### GIVEN PASSAGE
■ ■ ■ ■ ■
Plasmodium sandoshami

Scientific classification
- Domain: Eukaryota
- Clade: Diaphoretickes
- Clade: SAR
- Clade: Alveolata
- Phylum: Apicomplexa
- Class: Aconoidasida
- Order: Haemospororida
- Family: Plasmodiidae
- Genus: Plasmodium
- Species: P. sandoshami
- Binomial name: Plasmodium sandoshami Dunn et al., 1963

= Plasmodium sandoshami =

- Genus: Plasmodium
- Species: sandoshami
- Authority: Dunn et al., 1963

Species of single-celled organism

Plasmodium sandoshami is a parasite of the genus Plasmodium subgenus Vinckeia. As in all Plasmodium species, P. sandoshami has both vertebrate and insect hosts. The vertebrate hosts for this parasite are mammals.

== Taxonomy ==
The parasite was first described by Dunn et al. in 1963.

This species was named after A. A. Sandosham, Department of Parasitology, Faculty of Medicine in Singapore, University of Malaya.

== Distribution ==
This species is found in Malaysia.

== Hosts ==
The only known host is the Sunda flying lemur (Galeopterus variegatus).
■ ■ ■ ■ ■
### MATERIAL SUPPLIED
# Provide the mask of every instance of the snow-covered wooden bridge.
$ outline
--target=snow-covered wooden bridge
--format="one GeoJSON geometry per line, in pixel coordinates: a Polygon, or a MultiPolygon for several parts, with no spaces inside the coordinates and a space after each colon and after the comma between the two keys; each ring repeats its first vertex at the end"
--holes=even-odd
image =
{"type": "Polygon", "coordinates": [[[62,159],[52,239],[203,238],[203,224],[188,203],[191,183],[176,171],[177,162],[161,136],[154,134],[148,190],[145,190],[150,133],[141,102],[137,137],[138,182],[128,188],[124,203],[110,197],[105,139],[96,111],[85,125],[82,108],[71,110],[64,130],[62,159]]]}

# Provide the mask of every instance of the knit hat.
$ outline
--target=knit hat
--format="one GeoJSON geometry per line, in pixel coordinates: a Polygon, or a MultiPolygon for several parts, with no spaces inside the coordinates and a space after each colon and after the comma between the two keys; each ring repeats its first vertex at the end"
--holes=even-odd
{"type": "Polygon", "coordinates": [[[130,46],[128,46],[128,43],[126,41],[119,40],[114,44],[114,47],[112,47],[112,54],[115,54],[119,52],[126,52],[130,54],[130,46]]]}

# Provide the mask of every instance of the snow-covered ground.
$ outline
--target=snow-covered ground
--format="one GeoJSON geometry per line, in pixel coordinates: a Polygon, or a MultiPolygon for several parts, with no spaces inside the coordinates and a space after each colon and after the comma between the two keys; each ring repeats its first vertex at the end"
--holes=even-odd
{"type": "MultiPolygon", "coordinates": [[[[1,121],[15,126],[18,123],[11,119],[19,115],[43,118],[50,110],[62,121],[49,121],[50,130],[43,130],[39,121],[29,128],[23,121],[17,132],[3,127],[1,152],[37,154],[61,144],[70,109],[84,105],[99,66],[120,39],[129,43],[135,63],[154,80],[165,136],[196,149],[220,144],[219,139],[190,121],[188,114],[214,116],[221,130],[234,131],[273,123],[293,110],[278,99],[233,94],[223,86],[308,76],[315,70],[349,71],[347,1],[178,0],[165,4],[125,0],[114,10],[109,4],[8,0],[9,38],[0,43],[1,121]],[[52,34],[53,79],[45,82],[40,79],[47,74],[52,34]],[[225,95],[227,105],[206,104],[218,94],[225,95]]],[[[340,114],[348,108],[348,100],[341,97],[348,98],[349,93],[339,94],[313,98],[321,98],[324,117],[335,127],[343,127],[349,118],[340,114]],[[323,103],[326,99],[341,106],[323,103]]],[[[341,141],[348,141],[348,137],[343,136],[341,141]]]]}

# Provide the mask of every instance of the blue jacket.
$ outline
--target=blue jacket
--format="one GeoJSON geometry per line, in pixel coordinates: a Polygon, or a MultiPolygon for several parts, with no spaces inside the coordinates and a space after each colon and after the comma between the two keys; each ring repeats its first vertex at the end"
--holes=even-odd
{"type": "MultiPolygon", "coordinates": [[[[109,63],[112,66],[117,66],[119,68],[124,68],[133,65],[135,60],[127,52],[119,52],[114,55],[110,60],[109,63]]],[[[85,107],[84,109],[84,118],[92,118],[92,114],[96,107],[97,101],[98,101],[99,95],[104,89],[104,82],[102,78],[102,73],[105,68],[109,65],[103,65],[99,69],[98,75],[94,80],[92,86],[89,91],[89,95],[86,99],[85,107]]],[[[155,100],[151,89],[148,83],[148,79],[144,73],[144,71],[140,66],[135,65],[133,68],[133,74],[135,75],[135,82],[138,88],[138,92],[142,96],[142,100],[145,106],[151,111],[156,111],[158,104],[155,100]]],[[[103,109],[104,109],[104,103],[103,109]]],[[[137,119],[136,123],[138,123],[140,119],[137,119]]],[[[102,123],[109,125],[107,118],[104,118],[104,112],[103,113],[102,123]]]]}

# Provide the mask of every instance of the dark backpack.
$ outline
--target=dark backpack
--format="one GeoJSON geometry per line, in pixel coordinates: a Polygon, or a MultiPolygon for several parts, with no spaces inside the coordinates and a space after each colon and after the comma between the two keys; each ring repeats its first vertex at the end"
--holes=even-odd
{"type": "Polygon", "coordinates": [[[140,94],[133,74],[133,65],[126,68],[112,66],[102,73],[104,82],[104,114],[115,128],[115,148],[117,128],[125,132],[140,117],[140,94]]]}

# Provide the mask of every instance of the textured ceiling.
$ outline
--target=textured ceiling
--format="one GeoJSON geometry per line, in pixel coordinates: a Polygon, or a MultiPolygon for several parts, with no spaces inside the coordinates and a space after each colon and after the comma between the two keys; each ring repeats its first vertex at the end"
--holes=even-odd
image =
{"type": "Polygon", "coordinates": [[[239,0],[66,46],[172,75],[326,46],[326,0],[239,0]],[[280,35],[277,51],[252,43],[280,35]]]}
■ ■ ■ ■ ■
### EXERCISE REQUIREMENTS
Return the text of the Plasmodium sandoshami article between "Plasmodium sandoshami is" and "lemur (Galeopterus variegatus).", inclusive, exactly as it appears.

### WRITTEN ANSWER
Plasmodium sandoshami is a parasite of the genus Plasmodium subgenus Vinckeia. As in all Plasmodium species, P. sandoshami has both vertebrate and insect hosts. The vertebrate hosts for this parasite are mammals.

== Taxonomy ==
The parasite was first described by Dunn et al. in 1963.

This species was named after A. A. Sandosham, Department of Parasitology, Faculty of Medicine in Singapore, University of Malaya.

== Distribution ==
This species is found in Malaysia.

== Hosts ==
The only known host is the Sunda flying lemur (Galeopterus variegatus).